*EXERCISE DIRECTIONS:*
Continue the Hacker News thread on writing a parser in JavaScript, picking up right after its final sentence.

Hacker News new | past | comments | ask | show | jobs | submit login
Write a parser with JavaScript (lihautan.com)
114 points by bpierre 6 months ago | hide | past | favorite | 24 comments

I love articles about writing parsers by hand - it's really fun and teaches you a lot.

Last year I decided to write a complete compiler in Javascript, completely by hand. The idea was to compile a vaguely C-like toy language to WASM without any external dependencies.

Part of the motivation was that while I've written many simple parsers, I mostly used parser generators with BNF grammars and I didn't feel like I had a good sense of how the code I ended up generating actually worked for something with complex syntax and semantics. I felt like I was writing specs for a parser, rather than writing a parser.

My toy language has vaguely C-like syntax with block scope and infix operators with various precedences, so it was a bit more complicated than JSON, but I ended up using something like Pratt parsing/Precedence Climbing (see https://www.oilshell.org/blog/2017/03/31.html) and wrote the whole thing in a way that's - hopefully - pretty easy to read for folks interested in wrapping their head around parsing complex syntax (e.g. with scope and name resolution). The lexer, parser and language definition ended up being about 1000 lines of JS (counting some pretty extensive comments).

Any JS programmers that are interested in really getting into the nitty-gritty of writing your own parser/compiler should check it out. The source is here: https://github.com/j-s-n/WebBS (relevant files for parsing are in /compiler - start with lexer.js, parser.js and syntax.js).

*PROVIDED DATA:*
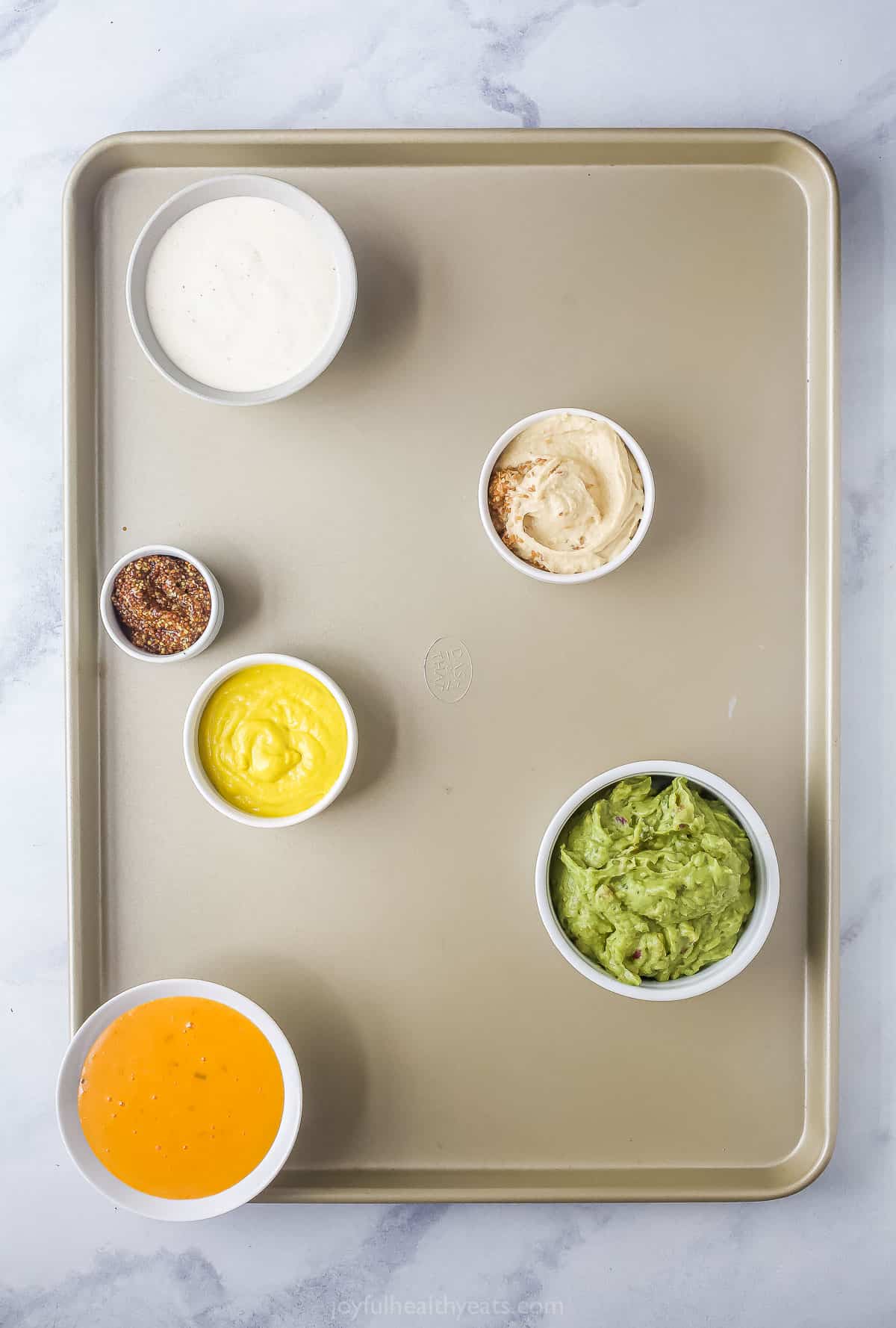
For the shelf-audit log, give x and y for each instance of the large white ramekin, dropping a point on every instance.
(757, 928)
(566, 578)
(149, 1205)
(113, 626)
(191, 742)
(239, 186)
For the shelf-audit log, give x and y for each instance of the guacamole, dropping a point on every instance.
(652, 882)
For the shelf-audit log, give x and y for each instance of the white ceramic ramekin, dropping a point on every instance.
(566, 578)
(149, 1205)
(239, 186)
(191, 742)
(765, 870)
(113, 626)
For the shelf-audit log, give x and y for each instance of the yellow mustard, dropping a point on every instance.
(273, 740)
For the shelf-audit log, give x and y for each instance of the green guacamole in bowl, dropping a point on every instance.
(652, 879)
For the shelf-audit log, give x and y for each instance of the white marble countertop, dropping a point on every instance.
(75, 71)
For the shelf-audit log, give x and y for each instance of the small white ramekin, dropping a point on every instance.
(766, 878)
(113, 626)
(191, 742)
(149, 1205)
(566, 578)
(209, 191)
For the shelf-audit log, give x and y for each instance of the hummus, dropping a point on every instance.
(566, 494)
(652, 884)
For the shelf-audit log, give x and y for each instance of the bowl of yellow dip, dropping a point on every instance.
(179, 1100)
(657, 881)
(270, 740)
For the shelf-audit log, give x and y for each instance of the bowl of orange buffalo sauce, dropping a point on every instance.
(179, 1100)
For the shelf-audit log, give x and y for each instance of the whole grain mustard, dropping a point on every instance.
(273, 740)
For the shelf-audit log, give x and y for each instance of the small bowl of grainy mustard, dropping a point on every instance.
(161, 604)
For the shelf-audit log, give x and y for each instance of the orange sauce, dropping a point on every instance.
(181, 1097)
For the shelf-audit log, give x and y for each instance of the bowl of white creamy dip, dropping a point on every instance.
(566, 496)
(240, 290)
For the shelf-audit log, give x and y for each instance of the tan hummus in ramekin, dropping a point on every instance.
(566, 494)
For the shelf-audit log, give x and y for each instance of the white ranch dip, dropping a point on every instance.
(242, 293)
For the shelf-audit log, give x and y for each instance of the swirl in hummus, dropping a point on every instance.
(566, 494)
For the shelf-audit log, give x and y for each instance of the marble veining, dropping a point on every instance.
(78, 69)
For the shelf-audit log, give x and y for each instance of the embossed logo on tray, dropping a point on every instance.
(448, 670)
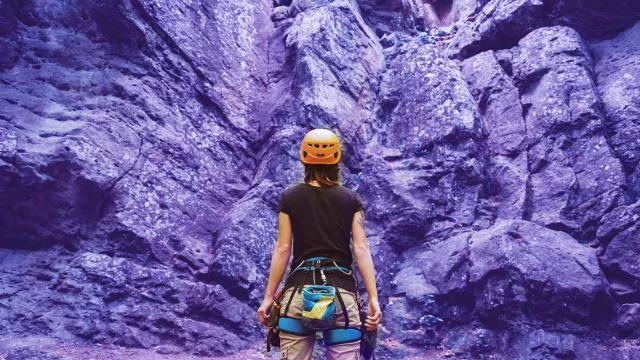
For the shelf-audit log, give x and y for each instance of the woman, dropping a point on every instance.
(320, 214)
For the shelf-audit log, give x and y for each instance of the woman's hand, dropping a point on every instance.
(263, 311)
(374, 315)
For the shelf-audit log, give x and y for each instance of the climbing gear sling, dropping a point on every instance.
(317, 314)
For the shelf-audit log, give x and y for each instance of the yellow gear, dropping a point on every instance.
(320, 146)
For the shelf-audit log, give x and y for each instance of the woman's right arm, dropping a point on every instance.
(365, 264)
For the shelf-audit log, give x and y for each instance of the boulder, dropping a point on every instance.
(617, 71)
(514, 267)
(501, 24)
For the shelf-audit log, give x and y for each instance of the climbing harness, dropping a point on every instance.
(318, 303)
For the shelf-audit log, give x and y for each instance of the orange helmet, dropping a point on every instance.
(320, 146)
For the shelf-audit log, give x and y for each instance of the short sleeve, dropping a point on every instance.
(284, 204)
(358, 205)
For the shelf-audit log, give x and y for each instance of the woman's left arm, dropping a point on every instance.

*RESULT BELOW:*
If you want to play around with the language and inspect the generated ASTs and WASM bytecode, there's an interactive IDE with example code here: https://j-s-n.github.io/WebBS/index.html#splash

I like parsers too! I started a few years ago with the classic calculator https://caub.github.io/misc/calculator

Acorn (JS AST parser) is an interesting codebase https://github.com/acornjs/acorn/tree/master/acorn/src

engine262 (JS AST parser and evaluator) too is interesting, here's how JSON parser is handled: https://github.com/engine262/engine262/blob/master/src/intri...

That's a heck of an interview question. I like what he was tempted to write better. I really don't want engineers toiling for hours over something a language or framework already provides.

I get the purpose, of course, but geez.

One of my interview questions was to write a toy lisp interpreter (only needs to do addition and multiplication, that kinda thing). Not nearly this crazy, only took like 20 lines of Python, but I could see why it would be helpful.

But an entire JSON parser? That's nuts!

I develop a parsing library for fun and I don't think that would be an easy or useful interview question.

Maybe it makes sense if you assume the input has already been tokenized so you are not expected to deal with the minutiae of string literal escape sequences and such and can focus on the high level design/flow...

I'm obsessed with plt and parsers... What would be better interview questions.?

My intuition as someone who writes compilers, when handed a BNF grammar, is to reach for a parser-generator like yacc, so that I can keep the BNF grammar as the canonical representation of the grammar, and have everything else derived automatically and kept in sync. (Even though, yes, in this case, JSON is a very static spec that hasn’t changed since it was introduced.)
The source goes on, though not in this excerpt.